▶ [TASK ITEM]: Find the line with "Find the area" in the entries below, then reproduce it and every line after it down to and including the line with "Find the oven door handle", exactly.

• • • •

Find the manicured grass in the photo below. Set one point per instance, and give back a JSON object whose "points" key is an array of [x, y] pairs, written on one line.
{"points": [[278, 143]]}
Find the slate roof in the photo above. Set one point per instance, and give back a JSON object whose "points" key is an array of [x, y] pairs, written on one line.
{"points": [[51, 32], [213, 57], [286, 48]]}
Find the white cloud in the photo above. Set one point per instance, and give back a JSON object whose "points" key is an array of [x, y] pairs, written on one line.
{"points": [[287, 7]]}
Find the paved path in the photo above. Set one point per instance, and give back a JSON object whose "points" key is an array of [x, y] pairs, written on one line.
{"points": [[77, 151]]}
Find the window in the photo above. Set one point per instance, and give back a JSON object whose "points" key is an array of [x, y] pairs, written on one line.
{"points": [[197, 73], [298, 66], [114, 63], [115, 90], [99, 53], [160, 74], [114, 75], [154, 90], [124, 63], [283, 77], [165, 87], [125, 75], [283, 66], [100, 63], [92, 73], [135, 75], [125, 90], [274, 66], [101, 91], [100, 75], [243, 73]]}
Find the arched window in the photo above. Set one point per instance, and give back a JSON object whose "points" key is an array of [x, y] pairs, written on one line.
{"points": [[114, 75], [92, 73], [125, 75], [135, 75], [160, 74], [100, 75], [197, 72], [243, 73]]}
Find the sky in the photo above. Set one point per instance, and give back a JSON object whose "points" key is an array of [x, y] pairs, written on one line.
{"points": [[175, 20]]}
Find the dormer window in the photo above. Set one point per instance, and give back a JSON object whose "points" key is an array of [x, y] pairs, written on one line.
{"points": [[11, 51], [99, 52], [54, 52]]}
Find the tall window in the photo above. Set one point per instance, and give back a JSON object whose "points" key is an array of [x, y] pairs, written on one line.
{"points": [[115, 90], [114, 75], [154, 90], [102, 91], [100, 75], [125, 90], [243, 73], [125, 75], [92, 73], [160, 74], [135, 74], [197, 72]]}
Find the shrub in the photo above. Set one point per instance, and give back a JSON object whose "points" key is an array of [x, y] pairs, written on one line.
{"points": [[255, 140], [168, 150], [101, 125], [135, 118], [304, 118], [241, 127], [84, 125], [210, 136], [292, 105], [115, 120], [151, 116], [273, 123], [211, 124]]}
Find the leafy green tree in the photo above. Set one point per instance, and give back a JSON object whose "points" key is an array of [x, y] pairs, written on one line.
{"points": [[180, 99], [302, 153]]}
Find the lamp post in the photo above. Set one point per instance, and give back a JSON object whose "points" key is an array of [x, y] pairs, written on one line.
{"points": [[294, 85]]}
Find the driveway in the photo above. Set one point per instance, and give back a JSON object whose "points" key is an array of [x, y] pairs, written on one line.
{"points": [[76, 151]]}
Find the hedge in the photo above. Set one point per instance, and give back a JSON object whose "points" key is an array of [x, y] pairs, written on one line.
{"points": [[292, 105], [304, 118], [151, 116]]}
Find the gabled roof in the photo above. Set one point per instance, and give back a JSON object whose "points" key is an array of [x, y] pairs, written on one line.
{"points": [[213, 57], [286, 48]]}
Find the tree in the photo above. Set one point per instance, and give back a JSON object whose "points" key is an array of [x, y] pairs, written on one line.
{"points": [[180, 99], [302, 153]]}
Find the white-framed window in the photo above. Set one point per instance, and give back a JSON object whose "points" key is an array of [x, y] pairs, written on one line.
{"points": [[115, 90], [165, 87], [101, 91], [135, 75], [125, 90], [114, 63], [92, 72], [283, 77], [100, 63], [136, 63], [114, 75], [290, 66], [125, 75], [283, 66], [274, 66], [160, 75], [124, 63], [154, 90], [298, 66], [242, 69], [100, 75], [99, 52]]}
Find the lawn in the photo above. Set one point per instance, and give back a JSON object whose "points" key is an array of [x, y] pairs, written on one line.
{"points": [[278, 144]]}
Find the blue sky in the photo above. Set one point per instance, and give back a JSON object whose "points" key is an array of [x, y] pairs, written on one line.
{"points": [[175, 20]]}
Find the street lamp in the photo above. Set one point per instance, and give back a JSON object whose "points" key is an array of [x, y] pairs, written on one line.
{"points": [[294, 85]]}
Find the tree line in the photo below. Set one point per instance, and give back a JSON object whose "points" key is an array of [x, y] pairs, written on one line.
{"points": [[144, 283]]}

• • • •

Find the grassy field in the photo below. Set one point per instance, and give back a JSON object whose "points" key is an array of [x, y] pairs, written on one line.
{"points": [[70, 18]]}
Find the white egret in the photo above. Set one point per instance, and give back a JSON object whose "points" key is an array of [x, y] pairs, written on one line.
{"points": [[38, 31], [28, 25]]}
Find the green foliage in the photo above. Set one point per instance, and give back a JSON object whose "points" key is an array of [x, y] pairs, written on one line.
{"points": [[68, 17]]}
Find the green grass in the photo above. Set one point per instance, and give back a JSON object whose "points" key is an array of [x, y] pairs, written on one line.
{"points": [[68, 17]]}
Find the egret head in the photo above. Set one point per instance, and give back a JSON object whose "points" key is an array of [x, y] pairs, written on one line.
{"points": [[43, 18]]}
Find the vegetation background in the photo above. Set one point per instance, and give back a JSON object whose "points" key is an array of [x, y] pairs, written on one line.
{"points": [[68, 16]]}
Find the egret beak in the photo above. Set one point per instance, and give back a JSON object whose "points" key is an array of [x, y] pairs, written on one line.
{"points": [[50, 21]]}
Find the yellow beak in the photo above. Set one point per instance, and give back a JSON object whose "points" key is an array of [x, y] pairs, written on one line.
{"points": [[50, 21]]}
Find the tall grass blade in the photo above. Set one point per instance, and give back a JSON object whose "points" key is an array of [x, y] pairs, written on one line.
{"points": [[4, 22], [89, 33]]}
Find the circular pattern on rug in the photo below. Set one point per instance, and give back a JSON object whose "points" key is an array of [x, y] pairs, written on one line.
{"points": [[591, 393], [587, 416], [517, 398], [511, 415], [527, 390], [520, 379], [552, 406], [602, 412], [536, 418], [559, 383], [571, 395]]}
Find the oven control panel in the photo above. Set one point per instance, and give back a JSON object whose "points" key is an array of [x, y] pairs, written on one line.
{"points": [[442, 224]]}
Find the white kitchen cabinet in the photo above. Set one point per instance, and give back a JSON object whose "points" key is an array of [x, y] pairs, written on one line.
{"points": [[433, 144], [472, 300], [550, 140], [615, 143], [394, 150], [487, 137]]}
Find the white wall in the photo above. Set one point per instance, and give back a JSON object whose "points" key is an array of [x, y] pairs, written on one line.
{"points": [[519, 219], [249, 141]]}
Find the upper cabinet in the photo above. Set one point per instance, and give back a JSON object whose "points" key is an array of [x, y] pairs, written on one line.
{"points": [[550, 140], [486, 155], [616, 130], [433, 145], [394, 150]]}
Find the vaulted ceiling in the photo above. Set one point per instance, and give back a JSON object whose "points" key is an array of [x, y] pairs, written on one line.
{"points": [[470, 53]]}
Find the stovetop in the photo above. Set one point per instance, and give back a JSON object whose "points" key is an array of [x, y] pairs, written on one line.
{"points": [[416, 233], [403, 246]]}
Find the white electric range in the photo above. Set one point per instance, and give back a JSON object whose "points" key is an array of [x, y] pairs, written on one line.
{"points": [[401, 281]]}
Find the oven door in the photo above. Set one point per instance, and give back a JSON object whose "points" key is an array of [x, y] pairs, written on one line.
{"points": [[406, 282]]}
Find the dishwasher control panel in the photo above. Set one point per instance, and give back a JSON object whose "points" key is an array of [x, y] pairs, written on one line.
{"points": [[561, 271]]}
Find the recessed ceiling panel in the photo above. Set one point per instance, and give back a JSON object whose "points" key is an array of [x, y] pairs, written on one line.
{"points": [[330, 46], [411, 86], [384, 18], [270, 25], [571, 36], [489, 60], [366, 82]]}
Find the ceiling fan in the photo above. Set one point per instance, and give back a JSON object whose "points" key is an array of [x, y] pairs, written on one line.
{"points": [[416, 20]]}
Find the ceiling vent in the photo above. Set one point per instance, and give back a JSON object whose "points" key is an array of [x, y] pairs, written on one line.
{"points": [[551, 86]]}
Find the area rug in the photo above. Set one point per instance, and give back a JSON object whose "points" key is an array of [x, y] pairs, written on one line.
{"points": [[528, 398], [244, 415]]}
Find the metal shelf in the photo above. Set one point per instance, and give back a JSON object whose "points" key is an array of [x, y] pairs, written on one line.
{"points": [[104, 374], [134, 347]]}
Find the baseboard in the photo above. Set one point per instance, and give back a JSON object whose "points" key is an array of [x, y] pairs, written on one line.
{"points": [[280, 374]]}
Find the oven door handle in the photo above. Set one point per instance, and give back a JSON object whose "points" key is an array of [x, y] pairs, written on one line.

• • • •

▶ [RESPONSE BELOW]:
Find the area rug in the photo above. Set one point per instance, and give back a JSON object whose "points" key is an array of [x, y] pairs, written on one line.
{"points": [[528, 398], [244, 415]]}
Find the metal shelf in the photo above. Set one point per instance, and give back a JSON object whose "points" key is an array of [x, y] pairs, written on one line.
{"points": [[104, 374], [134, 347]]}
Find the baseboard in the photo above. Set one point per instance, and give back a JSON object whose "points" key is an array of [x, y] pairs, written on one line.
{"points": [[280, 374]]}
Find the oven door handle in the photo above. Set one point per instance, and give back a JSON object whose "points" key is an array of [x, y] pairs, written on one line.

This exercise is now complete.